Opini
Akal Sehat: Jalan Menuju Tuhan ala Rocky Gerung
Kamis, 12 Jun 2025 23:23

Dalam dunia yang penuh kebisingan dan simbol-simbol kosong, ajakan Rocky bukanlah meninggalkan Tuhan. tapi menemukan-Nya kembali. IIlustrasi: ChatGPT
Di tengah hiruk pikuk politik, sorotan media, dan pertarungan opini, nama Rocky Gerung kerap muncul sebagai pengacau narasi dominan. Ia menyebut dirinya tidak beragama, tapi tidak anti-Tuhan. Ia mengkritik agama, namun tidak menghina iman. Dan satu frasa yang paling sering ia gunakan — bahkan menjadi identitasnya — adalah "akal sehat."
Namun, apakah "akal sehat" yang ia maksud hanya sekadar common sense? Atau ada sesuatu yang lebih dalam?
-=-=-
Lanjutkan tulisan opini tentang akal sehat ala Rocky Gerung mulai dari kalimat terakhirnya. Materi sama sekali tidak dipakai untuk tugas ini.
-=-=-
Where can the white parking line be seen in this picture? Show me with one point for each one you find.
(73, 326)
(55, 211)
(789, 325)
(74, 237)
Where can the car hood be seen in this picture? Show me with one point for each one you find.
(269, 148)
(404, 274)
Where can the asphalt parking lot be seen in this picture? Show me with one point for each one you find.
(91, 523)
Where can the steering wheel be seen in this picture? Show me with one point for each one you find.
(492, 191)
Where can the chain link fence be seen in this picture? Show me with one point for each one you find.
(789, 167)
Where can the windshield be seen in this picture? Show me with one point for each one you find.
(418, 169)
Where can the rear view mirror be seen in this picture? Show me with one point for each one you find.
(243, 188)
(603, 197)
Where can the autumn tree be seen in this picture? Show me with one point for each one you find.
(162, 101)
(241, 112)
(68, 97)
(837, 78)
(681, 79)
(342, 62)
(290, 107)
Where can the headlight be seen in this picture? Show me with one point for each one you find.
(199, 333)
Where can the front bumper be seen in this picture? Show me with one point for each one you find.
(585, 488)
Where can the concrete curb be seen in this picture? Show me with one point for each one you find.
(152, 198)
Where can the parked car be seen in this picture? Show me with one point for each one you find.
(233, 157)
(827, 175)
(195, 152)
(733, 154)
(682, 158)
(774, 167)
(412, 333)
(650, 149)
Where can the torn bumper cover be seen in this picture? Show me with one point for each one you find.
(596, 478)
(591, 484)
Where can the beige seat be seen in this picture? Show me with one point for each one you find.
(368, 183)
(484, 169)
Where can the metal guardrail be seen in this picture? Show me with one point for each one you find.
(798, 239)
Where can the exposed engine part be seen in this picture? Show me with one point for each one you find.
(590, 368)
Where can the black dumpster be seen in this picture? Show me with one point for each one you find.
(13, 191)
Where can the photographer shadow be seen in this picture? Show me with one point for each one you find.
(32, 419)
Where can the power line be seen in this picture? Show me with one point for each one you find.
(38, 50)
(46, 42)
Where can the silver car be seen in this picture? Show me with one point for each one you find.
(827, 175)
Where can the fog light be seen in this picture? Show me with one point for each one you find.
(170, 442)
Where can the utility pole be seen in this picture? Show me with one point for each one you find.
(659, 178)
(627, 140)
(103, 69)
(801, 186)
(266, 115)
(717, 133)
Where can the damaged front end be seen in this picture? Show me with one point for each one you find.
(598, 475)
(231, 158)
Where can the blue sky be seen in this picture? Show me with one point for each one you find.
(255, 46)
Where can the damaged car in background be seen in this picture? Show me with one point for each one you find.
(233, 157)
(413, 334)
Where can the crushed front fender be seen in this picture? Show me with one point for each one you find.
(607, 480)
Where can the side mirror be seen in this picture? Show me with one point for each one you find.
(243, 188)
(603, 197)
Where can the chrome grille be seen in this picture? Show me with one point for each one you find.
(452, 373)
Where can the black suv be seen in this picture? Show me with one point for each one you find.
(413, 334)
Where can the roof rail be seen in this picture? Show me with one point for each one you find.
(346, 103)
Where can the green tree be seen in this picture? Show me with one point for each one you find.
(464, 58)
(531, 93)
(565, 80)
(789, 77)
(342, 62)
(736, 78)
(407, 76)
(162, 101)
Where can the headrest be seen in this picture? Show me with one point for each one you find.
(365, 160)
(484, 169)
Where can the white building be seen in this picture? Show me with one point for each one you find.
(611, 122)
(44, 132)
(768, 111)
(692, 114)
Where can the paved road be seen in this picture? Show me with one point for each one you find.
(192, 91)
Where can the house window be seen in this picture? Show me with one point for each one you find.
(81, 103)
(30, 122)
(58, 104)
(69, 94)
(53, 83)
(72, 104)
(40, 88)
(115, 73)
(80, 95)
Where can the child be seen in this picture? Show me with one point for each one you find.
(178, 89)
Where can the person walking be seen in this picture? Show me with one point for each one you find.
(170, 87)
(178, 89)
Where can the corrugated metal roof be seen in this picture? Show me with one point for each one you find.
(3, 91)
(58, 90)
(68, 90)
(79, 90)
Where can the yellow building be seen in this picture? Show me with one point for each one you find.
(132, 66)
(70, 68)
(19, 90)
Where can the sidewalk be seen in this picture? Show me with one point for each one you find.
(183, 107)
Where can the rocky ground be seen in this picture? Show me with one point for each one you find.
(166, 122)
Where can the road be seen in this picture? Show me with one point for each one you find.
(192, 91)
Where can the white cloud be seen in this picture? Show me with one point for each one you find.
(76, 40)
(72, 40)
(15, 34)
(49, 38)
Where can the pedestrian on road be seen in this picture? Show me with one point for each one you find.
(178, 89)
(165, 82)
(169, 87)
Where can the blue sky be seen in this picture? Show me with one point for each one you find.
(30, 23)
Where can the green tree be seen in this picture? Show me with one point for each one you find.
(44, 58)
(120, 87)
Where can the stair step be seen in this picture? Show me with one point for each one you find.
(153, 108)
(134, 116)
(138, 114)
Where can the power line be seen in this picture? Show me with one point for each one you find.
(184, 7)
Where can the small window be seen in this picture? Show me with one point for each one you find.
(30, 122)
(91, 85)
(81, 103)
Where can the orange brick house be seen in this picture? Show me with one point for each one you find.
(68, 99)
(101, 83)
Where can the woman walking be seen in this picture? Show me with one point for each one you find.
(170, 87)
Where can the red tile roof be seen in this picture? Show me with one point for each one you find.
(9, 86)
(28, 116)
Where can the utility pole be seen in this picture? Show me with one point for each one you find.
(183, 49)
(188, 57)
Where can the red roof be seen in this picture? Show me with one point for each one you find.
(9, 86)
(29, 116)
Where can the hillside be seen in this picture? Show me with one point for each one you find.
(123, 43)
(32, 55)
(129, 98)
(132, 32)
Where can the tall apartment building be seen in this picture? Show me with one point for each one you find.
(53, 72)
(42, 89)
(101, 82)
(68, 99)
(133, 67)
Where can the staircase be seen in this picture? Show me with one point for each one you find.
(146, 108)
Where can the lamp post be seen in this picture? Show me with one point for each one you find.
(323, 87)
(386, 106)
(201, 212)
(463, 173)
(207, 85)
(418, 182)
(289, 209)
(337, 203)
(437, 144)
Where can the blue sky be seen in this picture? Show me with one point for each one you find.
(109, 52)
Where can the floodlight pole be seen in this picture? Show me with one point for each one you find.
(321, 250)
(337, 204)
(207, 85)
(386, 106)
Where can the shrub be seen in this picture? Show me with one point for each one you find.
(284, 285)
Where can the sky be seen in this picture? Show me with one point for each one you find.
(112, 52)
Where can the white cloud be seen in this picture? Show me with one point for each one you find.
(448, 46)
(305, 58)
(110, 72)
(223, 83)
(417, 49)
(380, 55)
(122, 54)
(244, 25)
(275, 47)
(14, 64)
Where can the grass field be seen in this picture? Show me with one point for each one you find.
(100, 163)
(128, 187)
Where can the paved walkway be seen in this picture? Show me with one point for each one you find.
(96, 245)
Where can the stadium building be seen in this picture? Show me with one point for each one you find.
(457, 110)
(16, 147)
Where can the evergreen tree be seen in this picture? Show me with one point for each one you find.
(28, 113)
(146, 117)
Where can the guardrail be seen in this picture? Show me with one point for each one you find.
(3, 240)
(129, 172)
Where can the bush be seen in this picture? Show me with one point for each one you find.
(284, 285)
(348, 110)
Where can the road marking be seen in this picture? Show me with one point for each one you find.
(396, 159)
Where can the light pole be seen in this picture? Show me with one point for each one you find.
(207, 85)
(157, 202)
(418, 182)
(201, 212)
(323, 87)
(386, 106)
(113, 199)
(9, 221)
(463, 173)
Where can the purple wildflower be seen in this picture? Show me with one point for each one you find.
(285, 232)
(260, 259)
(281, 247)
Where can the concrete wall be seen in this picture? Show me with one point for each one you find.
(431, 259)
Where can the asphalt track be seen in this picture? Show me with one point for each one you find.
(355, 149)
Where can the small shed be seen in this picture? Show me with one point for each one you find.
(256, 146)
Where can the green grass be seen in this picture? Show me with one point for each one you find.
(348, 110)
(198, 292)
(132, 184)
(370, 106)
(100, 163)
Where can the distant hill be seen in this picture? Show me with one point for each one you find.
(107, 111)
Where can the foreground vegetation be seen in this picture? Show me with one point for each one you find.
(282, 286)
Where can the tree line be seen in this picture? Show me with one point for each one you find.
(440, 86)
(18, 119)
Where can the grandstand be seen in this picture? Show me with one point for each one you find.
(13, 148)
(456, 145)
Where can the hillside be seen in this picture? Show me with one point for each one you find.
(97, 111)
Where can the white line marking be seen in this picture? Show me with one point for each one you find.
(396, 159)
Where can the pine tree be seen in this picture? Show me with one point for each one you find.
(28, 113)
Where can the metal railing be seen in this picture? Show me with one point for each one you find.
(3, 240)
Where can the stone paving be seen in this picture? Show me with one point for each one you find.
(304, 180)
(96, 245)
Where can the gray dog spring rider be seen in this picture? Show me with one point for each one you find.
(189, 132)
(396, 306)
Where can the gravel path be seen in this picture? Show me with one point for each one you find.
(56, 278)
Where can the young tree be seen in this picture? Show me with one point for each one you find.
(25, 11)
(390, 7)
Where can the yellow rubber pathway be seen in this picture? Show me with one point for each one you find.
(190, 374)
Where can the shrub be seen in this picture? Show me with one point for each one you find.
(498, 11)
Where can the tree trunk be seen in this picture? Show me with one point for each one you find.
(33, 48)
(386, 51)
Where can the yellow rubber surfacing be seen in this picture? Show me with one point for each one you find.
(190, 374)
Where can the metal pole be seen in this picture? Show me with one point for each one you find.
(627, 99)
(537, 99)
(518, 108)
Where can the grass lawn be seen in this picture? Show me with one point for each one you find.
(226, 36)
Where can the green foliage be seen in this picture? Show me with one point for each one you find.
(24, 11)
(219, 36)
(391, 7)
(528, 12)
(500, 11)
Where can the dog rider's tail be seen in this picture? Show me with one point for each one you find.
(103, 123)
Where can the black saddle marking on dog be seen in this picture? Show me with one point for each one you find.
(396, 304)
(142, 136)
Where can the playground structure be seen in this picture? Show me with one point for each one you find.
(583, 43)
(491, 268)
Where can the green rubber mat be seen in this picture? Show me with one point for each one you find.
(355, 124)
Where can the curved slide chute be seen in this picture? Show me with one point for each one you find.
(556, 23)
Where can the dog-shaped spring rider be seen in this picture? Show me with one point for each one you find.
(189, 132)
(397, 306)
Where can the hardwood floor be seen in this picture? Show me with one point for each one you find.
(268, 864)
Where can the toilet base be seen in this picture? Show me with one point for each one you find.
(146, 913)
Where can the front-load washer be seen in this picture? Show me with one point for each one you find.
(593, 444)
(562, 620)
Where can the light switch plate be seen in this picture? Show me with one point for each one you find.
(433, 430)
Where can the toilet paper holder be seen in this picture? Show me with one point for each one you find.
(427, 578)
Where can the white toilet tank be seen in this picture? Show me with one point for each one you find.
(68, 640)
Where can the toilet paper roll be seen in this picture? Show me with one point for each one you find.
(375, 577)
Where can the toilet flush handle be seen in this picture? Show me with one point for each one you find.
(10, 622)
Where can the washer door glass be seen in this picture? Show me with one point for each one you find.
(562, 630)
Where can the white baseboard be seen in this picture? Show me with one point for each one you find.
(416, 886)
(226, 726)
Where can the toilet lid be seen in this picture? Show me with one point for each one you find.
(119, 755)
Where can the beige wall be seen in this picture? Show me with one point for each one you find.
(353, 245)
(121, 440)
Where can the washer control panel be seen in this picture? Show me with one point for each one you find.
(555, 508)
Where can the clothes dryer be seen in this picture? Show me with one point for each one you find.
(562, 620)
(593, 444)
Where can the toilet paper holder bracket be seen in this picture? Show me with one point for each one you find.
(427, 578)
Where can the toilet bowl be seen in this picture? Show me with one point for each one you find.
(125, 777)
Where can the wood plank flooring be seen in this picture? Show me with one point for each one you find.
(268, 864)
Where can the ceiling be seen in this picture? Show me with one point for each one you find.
-=-=-
** Jawaban Akhir **
Rocky tampaknya tidak sedang bicara tentang akal praktis, melainkan akal jernih. Akal yang belum tercemar oleh hasrat kekuasaan, ketakutan kolektif, atau dogma buta. Dalam banyak forum, ia justru menyerukan agar rakyat “mengembalikan republik kepada akal sehat.” Ini bukan seruan politik biasa, tapi panggilan reflektif untuk kembali ke kesadaran dasar manusia: berpikir jernih, merdeka — dan bertanggung jawab.
Dalam posisi ini, Rocky sejajar dengan tradisi para filsuf, baik Timur maupun Barat. Filsuf Islam seperti Al-Farabi dan Ibn Sina memandang ’aql sebagai pintu menuju haqq — kebenaran sejati, bahkan kepada Tuhan. Di Barat, Descartes memulai pencarian eksistensialnya melalui keraguan dan berpikir. Sementara Kant meletakkan akal sebagai sumber utama hukum moral yang universal.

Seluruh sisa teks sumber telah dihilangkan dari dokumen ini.